_Problem requirements_
Repeat each record below exactly as given.

_Data provided_
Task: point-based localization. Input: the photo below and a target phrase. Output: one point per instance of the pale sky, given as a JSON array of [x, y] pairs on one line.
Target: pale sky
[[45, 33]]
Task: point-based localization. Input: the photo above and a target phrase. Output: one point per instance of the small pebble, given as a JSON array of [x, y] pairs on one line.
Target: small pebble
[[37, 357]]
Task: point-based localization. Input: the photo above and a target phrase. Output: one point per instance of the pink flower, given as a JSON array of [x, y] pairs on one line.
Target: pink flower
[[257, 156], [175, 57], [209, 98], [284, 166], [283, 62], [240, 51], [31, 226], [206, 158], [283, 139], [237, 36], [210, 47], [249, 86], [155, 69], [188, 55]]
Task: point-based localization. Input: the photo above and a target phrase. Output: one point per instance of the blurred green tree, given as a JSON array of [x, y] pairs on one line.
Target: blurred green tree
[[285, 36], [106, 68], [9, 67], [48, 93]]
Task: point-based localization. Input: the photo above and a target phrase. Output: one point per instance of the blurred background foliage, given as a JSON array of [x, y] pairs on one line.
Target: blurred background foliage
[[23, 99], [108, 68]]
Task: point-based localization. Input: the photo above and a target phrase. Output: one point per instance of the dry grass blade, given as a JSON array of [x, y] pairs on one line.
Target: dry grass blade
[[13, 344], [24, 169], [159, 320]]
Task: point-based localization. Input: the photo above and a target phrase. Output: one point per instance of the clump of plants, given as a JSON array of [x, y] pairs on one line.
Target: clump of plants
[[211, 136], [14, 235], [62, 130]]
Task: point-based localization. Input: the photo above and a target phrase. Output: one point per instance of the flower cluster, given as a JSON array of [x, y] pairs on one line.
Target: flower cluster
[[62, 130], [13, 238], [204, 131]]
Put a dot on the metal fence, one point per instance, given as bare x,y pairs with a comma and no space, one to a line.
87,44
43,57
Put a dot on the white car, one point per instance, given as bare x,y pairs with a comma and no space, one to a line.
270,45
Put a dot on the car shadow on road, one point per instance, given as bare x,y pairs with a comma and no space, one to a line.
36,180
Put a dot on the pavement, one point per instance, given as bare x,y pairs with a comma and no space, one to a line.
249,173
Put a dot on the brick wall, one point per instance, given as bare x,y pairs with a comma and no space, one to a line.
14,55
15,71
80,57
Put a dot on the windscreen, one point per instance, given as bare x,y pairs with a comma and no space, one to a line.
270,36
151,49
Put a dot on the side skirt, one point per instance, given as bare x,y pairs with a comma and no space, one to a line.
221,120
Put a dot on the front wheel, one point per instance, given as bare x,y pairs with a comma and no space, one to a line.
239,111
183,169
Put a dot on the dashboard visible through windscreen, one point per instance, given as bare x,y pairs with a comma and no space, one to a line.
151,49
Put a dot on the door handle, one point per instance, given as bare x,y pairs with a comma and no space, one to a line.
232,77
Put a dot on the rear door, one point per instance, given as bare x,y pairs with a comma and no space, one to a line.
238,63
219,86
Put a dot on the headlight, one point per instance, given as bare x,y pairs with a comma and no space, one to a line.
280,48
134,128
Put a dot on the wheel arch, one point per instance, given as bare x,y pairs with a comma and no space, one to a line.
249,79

_In response_
Task: point-based localization. Input: the photo below and a target phrase. Output: one point per instance of the pale sky, given as a JSON array of [x, y] pairs on one line.
Target: pale sky
[[45, 33]]
Task: point-based localization. Input: the photo above and a target phrase. Output: one point per instance of the small pebble, given as a JSON array of [x, y] pairs on one line.
Target: small pebble
[[37, 357]]
Task: point-based localization. Input: the photo above and a target phrase. Output: one point per instance of the pink flower, given as a JSON array of [x, y] pairs on one line.
Target: pink flower
[[257, 156], [175, 57], [209, 98], [284, 166], [283, 62], [240, 51], [31, 226], [206, 158], [283, 139], [237, 36], [210, 47], [249, 86], [155, 69], [188, 55]]
Task: point-based localization. Input: the photo above and a target phrase. Output: one point per instance of the blurred green tree, given as a JSON array of [x, y] pairs on one line.
Target: blurred green tree
[[285, 36], [106, 68], [9, 67], [48, 93]]
Task: point-based localization. Input: the photo above and a target phrase. Output: one point per instance of the blurred background foliage, given as a JSON array of [x, y] pairs on one line.
Target: blurred background foliage
[[23, 99], [108, 68]]
Task: point-based localization. Input: the photo above and a target phrase. Output: one point per instance of the dry grass blade, given as a JSON array of [x, y] pairs on one line.
Target: dry grass blade
[[13, 344], [24, 169], [159, 320]]
Task: point-based localization. Input: the photo above and a target phrase. Output: one point per instance of the clump of plants, given as a JSON array of [x, y] pairs on one line.
Target: clump of plants
[[211, 136], [14, 235], [62, 130]]
Task: point-based localization. Input: the photo above and a target phrase. Output: one point per instance of the flower cluster, given as a JSON array of [x, y] pairs on one line.
Target: flower cluster
[[62, 130], [13, 238], [204, 131]]
Put a dot on the metal fence, one point per instance, given as bare x,y pairs with a comma and no space, one to a line.
87,44
43,57
Put a dot on the white car, one point per instance, given as bare x,y pairs with a comma and no space, one to a line.
270,45
Put a dot on the car shadow on road, one point per instance, given as bare x,y pairs with a comma and no space, one to a line.
36,180
Put a dot on the pavement, one point per instance, given as bare x,y pairs with a comma and no space, one to a line.
249,173
Put a dot on the brick wall, one point per instance, given as bare x,y pairs with a comma and no space, one to a line.
14,55
15,71
80,57
Put a dot on the windscreen, one point per instance, given as bare x,y pairs with a comma and no space, one to a line.
270,36
151,49
Put a dot on the side skirt, one point per instance, given as bare x,y pairs with a comma and no space, one to a line.
221,120
Put a dot on the front wheel, one point per instance, given as bare x,y pairs with a comma and no space, one to a line.
239,111
183,169
Put a dot on the dashboard visible through windscreen, one point per instance, given as bare x,y pairs with a comma and no space, one to a line.
151,49
Put a dot on the door handle, one point per instance, given as bare x,y pairs with a comma and no space, one to a line.
232,77
Put a dot on the rear door, one point per instance, given as bare x,y pairs with a comma and no space, one to a line.
238,63
219,86
Put a dot on the headlight, one point per instance, given as bare x,y pairs with a comma and no space, one to a line.
280,48
134,128
Put a dot on the wheel arch, one point per instance, given as bare x,y pairs with a comma and no space, one to a line.
249,79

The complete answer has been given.